▶ [Dettagli del compito] Trasforma tutte le righe dei dati qui sotto in un elenco numerato, omettendo le righe vuote.
++++++
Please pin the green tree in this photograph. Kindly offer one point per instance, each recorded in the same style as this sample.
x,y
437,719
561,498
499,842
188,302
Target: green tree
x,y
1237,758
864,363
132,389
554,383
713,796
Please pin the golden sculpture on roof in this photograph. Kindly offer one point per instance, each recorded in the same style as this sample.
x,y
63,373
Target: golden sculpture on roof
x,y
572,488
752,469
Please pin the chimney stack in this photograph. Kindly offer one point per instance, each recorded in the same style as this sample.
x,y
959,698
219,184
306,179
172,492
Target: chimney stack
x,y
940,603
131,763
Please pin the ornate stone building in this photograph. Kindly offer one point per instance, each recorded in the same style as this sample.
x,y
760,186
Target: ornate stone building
++++++
▶ [Soluzione esercizio]
1. Please pin the green tree in this photograph. Kindly offer one point per instance, each recorded in the same style as this sample.
2. x,y
3. 437,719
4. 561,498
5. 499,842
6. 188,302
7. Target: green tree
8. x,y
9. 1237,758
10. 864,363
11. 132,389
12. 554,383
13. 713,796
14. Please pin the golden sculpture on roof in this photograph. Kindly offer one point per instance, each recorded in the same style as this sample.
15. x,y
16. 63,373
17. Target: golden sculpture on roof
18. x,y
19. 572,488
20. 752,469
21. Please pin the chimney stack in this photograph. Kindly offer one point per instance, each recorded in the same style as this sample.
22. x,y
23. 959,698
24. 219,184
25. 306,179
26. 172,492
27. Target: chimney stack
28. x,y
29. 940,603
30. 131,763
31. Please pin the ornate stone building in this photograph. Kindly offer one point per instance, each recorded in the same style as this sample.
32. x,y
33. 760,186
34. Target: ornate stone building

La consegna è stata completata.